**Given text:**
— START —
[1]Recovered history.

Recovered history.
Robert Williams: Radio Free Dixie & Negroes With Guns


Robert Williams, a NAACP leader in Monroe North Carolina in the 50’s  believed in — and practiced — armed resistance against the Ku Klux Klan. In 1958, he helped make the “Kissing Case”, 7 and 9 year old black boys accused of rape, an international cause. His book, Negroes With Guns, which he wrote in 1962 while on the run in Cuba, was a major influence on Huey Newton and the Black Panthers.


While in Cuba, he started a radio station, Radio Free Dixie, broadcasting to America. From 1965-69 he lived in China as a honored guest of the government, returning to the US in 1969 where he aided in opening relations between China and the US, and worked as a China scholar. He died in 1996.


The “Kissing Case”


In 1958 he played an major role in freeing two black boys, aged 7 and 9, who had been arrested for rape for kissing a 9 year old white girl. White mobs wanted to kill them and their parents. Yes, things really were that insane.



In 1958, Robert Williams led the struggle to free two young Black children who had been jailed for kissing a nine-year-old white girl. On October 28, two Black children, seven-year-old James Hanover Thompson, and nine-year-old David “Fuzzy” Simpson, were playing with some white boys and girls. Later, when one of the girls told her mother that a Black boy had kissed her, all hell broke loose in Monroe. The girl’s father and neighbors armed themselves with shotguns and went looking for the boys and their parents.


That evening, James Hanover and Fuzzy were arrested on the charge of rape and a few days later a juvenile court judge found them guilty and sentenced them to indefinite terms in reform school. The boys, who were denied legal counsel, were told they might get out when they were 21 years old.


Robert Williams called well-known Black civil rights lawyer Conrad Lynn, who came down from New York to take the case. The mothers of the two boys were not allowed to see their children for weeks. Then Joyce Egginton, a journalist from England, got permission to visit the boys and took the two mothers along. Egginton smuggled a camera in and took a picture of the mothers hugging their children.
— END —
**Problem to work on:** Print the Robert Williams text from "That evening, James" to "hugging their children.", word for word. The items that come next have no connection to the history of Robert Williams.

**Record extracts:**
— START —
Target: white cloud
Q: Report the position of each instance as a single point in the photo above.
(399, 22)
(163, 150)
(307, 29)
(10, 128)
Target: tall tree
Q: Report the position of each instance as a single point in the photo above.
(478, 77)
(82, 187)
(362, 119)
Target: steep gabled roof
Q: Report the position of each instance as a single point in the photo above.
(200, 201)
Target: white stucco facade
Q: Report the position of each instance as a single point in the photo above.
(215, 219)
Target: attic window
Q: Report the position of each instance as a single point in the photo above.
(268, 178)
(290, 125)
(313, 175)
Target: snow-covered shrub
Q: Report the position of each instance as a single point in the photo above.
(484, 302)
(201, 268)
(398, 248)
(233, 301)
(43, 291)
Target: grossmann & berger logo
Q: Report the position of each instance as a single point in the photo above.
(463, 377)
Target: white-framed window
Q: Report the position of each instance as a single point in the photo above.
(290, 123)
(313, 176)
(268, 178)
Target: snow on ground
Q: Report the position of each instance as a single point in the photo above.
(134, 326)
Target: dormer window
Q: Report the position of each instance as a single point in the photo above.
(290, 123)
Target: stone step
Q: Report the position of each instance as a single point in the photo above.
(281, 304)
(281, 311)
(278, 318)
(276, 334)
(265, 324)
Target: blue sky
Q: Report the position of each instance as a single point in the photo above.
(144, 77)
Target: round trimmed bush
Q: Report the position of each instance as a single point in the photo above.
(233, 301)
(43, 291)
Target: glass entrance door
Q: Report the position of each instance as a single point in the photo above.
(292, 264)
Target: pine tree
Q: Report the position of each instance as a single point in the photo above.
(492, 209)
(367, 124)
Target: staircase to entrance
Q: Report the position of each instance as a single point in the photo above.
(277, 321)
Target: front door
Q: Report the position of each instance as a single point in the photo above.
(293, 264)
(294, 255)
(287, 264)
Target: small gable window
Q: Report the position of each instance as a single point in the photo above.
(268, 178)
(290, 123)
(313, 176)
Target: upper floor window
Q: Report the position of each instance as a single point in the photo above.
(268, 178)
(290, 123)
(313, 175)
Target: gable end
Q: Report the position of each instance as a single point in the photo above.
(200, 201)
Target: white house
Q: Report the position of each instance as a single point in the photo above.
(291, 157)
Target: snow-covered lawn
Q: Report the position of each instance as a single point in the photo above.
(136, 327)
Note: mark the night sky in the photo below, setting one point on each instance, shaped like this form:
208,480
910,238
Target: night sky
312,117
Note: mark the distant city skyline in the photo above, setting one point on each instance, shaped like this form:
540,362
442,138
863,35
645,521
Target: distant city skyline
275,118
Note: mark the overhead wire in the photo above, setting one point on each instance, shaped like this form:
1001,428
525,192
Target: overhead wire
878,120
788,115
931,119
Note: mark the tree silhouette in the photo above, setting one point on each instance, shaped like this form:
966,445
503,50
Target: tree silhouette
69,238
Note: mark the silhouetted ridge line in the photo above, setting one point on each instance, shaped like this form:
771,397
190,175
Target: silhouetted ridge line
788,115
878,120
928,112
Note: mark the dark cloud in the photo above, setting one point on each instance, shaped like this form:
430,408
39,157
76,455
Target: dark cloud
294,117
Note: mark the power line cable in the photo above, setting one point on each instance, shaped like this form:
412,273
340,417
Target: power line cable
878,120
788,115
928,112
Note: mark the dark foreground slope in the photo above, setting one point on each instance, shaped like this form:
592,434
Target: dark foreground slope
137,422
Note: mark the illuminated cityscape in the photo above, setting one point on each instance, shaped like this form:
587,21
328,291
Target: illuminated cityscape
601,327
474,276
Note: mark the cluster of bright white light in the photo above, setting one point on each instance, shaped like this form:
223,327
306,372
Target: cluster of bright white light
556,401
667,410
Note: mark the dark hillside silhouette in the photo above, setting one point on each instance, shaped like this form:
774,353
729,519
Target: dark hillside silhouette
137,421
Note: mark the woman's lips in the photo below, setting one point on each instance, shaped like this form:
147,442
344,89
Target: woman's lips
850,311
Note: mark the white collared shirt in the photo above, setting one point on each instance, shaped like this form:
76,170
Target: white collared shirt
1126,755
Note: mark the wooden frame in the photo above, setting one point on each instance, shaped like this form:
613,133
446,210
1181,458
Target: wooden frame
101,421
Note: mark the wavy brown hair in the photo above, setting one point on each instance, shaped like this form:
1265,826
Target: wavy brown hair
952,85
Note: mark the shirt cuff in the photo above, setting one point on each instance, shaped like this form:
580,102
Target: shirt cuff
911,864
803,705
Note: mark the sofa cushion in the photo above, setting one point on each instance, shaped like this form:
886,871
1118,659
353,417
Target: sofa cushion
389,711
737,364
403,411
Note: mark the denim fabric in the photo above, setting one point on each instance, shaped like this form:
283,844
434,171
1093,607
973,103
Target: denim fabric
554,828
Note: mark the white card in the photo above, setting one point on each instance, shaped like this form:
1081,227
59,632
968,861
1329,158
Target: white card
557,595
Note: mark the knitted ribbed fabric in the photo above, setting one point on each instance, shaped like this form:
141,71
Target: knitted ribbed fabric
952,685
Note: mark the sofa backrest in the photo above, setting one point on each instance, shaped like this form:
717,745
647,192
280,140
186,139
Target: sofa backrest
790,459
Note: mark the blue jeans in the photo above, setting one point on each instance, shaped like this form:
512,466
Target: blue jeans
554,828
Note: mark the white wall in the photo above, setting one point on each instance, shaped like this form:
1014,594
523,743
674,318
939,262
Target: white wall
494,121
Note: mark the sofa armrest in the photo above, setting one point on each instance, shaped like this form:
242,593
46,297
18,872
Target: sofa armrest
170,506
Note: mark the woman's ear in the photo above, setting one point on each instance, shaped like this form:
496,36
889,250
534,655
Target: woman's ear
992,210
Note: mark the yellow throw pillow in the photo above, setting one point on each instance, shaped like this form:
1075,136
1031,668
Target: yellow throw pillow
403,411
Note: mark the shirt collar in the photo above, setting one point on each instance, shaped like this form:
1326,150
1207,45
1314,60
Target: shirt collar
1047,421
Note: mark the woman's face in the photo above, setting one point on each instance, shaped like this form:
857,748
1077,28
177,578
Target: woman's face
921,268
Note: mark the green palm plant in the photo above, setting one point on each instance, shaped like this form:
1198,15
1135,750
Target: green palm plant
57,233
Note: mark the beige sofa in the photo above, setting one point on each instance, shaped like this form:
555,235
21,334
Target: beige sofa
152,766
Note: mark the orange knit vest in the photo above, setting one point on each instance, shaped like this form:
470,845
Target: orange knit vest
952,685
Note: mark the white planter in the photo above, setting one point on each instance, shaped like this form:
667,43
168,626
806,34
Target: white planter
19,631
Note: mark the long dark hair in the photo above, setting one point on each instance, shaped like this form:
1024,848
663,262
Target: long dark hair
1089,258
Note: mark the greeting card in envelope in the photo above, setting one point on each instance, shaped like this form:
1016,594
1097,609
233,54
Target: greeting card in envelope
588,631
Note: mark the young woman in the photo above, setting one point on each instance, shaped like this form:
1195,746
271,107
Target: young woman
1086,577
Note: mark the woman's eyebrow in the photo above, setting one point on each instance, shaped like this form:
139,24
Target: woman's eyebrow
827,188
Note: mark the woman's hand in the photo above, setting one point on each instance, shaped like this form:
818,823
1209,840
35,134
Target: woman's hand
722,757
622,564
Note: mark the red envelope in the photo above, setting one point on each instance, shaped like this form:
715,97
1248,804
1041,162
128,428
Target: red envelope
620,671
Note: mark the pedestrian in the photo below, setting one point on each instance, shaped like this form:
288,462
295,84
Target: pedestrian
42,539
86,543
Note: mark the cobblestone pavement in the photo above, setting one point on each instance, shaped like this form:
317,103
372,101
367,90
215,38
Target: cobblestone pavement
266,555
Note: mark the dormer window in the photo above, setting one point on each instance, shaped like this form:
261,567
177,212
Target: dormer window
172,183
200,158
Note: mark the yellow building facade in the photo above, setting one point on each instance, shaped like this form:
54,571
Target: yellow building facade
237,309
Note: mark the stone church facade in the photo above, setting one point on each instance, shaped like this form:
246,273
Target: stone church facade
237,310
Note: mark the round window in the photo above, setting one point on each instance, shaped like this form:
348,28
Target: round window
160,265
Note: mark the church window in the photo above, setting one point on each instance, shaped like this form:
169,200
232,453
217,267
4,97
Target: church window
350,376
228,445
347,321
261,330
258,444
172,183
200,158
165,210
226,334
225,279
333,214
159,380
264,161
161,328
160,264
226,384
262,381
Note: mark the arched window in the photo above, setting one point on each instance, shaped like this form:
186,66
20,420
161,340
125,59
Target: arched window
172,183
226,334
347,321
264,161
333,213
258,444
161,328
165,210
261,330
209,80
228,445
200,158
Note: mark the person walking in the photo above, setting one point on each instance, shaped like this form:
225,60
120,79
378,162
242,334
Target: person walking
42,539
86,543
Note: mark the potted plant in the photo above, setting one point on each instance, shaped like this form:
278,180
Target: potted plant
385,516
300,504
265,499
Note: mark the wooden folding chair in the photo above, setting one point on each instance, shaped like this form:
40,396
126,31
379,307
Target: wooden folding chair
— END —
**Full solution:**
That evening, James Hanover and Fuzzy were arrested on the charge of rape and a few days later a juvenile court judge found them guilty and sentenced them to indefinite terms in reform school. The boys, who were denied legal counsel, were told they might get out when they were 21 years old.


Robert Williams called well-known Black civil rights lawyer Conrad Lynn, who came down from New York to take the case. The mothers of the two boys were not allowed to see their children for weeks. Then Joyce Egginton, a journalist from England, got permission to visit the boys and took the two mothers along. Egginton smuggled a camera in and took a picture of the mothers hugging their children.